**Entries provided**
+++
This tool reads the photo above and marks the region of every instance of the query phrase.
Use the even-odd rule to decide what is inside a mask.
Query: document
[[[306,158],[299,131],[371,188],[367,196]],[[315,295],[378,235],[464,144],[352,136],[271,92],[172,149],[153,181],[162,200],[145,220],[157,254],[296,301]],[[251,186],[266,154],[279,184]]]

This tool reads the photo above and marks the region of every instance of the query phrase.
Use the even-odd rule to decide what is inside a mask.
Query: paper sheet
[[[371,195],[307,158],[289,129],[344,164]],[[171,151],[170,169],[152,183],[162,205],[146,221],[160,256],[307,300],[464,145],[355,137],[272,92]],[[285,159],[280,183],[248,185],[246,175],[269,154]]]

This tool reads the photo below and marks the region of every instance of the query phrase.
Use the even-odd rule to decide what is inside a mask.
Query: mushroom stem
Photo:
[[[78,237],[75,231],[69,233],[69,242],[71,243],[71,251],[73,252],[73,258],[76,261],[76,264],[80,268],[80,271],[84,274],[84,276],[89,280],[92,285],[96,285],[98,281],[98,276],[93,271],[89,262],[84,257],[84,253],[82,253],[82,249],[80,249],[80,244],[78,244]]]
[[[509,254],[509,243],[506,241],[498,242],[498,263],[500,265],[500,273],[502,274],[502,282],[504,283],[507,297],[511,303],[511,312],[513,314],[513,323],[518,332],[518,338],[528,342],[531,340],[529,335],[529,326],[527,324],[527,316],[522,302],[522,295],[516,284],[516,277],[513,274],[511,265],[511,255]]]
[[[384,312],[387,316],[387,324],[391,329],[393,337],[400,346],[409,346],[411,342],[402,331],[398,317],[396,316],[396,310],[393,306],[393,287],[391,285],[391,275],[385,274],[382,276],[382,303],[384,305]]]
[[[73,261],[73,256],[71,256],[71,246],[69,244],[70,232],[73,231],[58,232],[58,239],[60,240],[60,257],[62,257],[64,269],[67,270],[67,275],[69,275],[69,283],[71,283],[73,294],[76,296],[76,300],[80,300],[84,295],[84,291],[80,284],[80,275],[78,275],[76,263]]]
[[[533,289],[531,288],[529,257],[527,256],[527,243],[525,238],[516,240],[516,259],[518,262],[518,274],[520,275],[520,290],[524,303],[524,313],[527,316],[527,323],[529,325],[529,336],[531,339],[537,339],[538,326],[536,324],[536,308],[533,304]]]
+++
**Brief**
Put every line of the records above into a numbered list, leaving out the blank lines.

**Correct output**
1. This tool reads the photo above and marks the region of every instance of the query phrase.
2. Use the even-odd rule to decide what is inside a mask.
3. Query: document
4. [[[306,158],[299,131],[371,188],[367,196]],[[315,295],[378,235],[464,144],[352,136],[271,92],[172,149],[153,181],[162,200],[145,220],[157,254],[296,301]],[[251,186],[266,154],[279,184]]]
5. This tool reads the photo above and marks the region of every instance of the query phrase.
6. Use the even-odd rule to decide what is inside a mask.
7. Query: paper sheet
8. [[[371,195],[307,158],[289,129],[344,164]],[[171,151],[170,169],[152,183],[162,205],[146,221],[160,256],[307,300],[464,145],[355,137],[272,92]],[[285,159],[280,183],[248,185],[246,175],[269,154]]]
9. This tool reads the photo below and marks the region of every instance of the query phrase.
10. Use the even-odd rule to decide what is inside a mask.
11. Query: mushroom stem
12. Photo:
13. [[[78,237],[75,231],[69,233],[69,242],[71,243],[71,251],[73,252],[73,258],[76,261],[76,264],[80,268],[80,271],[84,274],[84,276],[89,280],[92,285],[96,285],[98,281],[98,276],[93,271],[89,262],[84,257],[84,253],[82,253],[82,249],[80,249],[80,244],[78,244]]]
14. [[[509,254],[509,243],[506,241],[498,242],[498,263],[500,265],[500,273],[502,274],[502,282],[504,283],[507,297],[511,303],[511,312],[513,314],[513,323],[518,332],[518,338],[528,342],[531,340],[529,335],[529,326],[527,324],[527,316],[522,302],[522,295],[516,284],[516,277],[513,274],[511,265],[511,255]]]
15. [[[384,312],[387,316],[387,324],[391,329],[393,337],[400,346],[409,346],[411,342],[402,331],[398,317],[396,316],[396,310],[393,306],[393,287],[391,285],[391,275],[385,274],[382,276],[382,303],[384,305]]]
16. [[[73,261],[73,256],[71,256],[71,246],[69,244],[70,232],[73,231],[58,232],[58,239],[60,240],[60,257],[62,257],[64,269],[67,270],[67,275],[69,275],[69,283],[71,283],[73,294],[76,296],[76,300],[80,300],[84,295],[84,291],[80,284],[80,275],[78,275],[76,263]]]
17. [[[533,289],[531,288],[529,257],[527,256],[527,243],[525,238],[516,240],[516,259],[518,262],[518,274],[520,275],[520,290],[524,303],[524,313],[527,316],[527,323],[529,325],[529,336],[531,339],[537,339],[538,326],[536,324],[536,308],[533,304]]]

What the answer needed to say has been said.